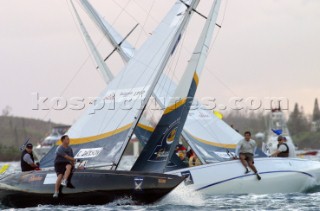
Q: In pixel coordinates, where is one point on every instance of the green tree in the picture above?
(316, 111)
(297, 122)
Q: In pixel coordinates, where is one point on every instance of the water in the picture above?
(184, 199)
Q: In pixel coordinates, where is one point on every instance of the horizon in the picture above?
(263, 49)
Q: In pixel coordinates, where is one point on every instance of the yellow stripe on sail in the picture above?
(230, 146)
(146, 127)
(175, 106)
(88, 139)
(196, 78)
(4, 168)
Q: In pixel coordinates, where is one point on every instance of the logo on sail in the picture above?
(188, 180)
(171, 136)
(138, 181)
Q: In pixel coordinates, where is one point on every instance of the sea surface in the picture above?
(184, 199)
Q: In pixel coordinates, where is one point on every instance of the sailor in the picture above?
(245, 151)
(63, 163)
(194, 160)
(283, 148)
(27, 160)
(292, 150)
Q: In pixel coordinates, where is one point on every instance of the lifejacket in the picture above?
(24, 165)
(285, 153)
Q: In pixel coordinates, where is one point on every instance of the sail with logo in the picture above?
(102, 133)
(107, 126)
(209, 136)
(159, 146)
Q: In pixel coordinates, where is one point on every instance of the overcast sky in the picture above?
(265, 48)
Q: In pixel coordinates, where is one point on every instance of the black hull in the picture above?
(93, 187)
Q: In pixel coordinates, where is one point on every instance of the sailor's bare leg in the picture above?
(252, 166)
(67, 172)
(243, 160)
(58, 182)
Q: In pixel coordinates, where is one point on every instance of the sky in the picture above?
(264, 49)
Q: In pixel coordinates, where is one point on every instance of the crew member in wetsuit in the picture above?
(283, 148)
(63, 164)
(245, 150)
(27, 160)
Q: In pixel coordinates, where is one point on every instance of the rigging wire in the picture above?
(144, 23)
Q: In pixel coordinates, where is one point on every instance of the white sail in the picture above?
(118, 108)
(206, 133)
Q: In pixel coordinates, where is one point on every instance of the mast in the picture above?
(160, 146)
(125, 50)
(104, 70)
(173, 43)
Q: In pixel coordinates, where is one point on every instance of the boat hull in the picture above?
(279, 175)
(90, 187)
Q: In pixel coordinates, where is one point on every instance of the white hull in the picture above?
(279, 175)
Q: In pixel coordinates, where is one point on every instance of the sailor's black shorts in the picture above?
(248, 156)
(60, 168)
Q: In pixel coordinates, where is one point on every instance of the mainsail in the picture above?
(102, 133)
(160, 146)
(208, 135)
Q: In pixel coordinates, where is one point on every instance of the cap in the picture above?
(29, 145)
(181, 148)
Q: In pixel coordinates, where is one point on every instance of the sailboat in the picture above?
(214, 142)
(101, 134)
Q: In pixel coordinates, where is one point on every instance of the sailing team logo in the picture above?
(138, 181)
(188, 180)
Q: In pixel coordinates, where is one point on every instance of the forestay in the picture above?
(160, 146)
(208, 135)
(108, 124)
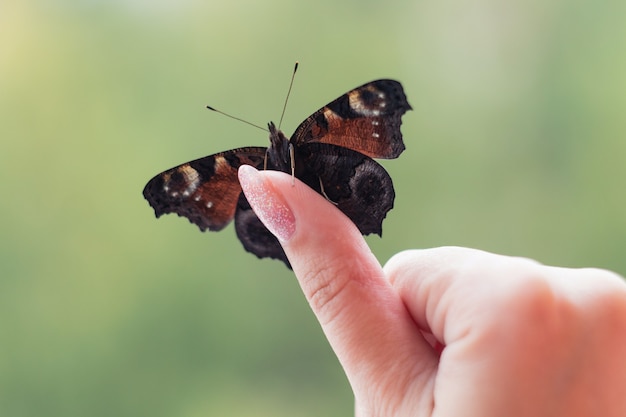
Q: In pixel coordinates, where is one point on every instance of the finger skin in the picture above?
(523, 338)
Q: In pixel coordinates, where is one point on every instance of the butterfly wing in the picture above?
(254, 235)
(366, 119)
(355, 183)
(205, 191)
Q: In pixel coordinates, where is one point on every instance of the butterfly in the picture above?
(331, 151)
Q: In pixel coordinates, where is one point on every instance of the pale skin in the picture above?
(451, 332)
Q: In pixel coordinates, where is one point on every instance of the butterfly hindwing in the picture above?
(206, 190)
(355, 183)
(254, 236)
(366, 119)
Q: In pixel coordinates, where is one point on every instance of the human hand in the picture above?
(451, 331)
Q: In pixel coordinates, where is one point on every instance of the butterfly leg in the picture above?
(324, 192)
(292, 158)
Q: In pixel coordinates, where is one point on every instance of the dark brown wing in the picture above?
(355, 183)
(254, 235)
(205, 191)
(366, 119)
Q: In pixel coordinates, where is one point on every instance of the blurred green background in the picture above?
(516, 145)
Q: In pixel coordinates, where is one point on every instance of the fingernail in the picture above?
(267, 203)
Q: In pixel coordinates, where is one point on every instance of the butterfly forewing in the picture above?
(206, 190)
(366, 119)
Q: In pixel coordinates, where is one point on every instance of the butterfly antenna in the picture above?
(236, 118)
(293, 75)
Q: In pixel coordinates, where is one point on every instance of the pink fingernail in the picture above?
(267, 203)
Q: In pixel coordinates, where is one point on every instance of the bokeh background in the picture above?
(516, 145)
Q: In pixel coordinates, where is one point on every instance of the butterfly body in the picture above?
(330, 151)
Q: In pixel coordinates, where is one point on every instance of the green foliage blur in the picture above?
(516, 145)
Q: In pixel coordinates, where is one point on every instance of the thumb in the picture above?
(362, 316)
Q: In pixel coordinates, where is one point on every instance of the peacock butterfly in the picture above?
(331, 151)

- - -

▸ Work to complete: Revise the records from the line containing "blur in the picture above?" through the end of the records, both ends included, replacing "peacock butterfly" with "European peacock butterfly" and keeping everything else the same. Give only those revised lines.

▸ Result of the exercise:
Q: In pixel coordinates, where is one point on every instance of the green foliage blur in the picture above?
(516, 145)
Q: In pixel coordinates, where is one point on every instance of the thumb in the picture above?
(362, 316)
Q: In pixel coordinates, where is one point on every instance of the European peacock butterfly in the picture above?
(331, 151)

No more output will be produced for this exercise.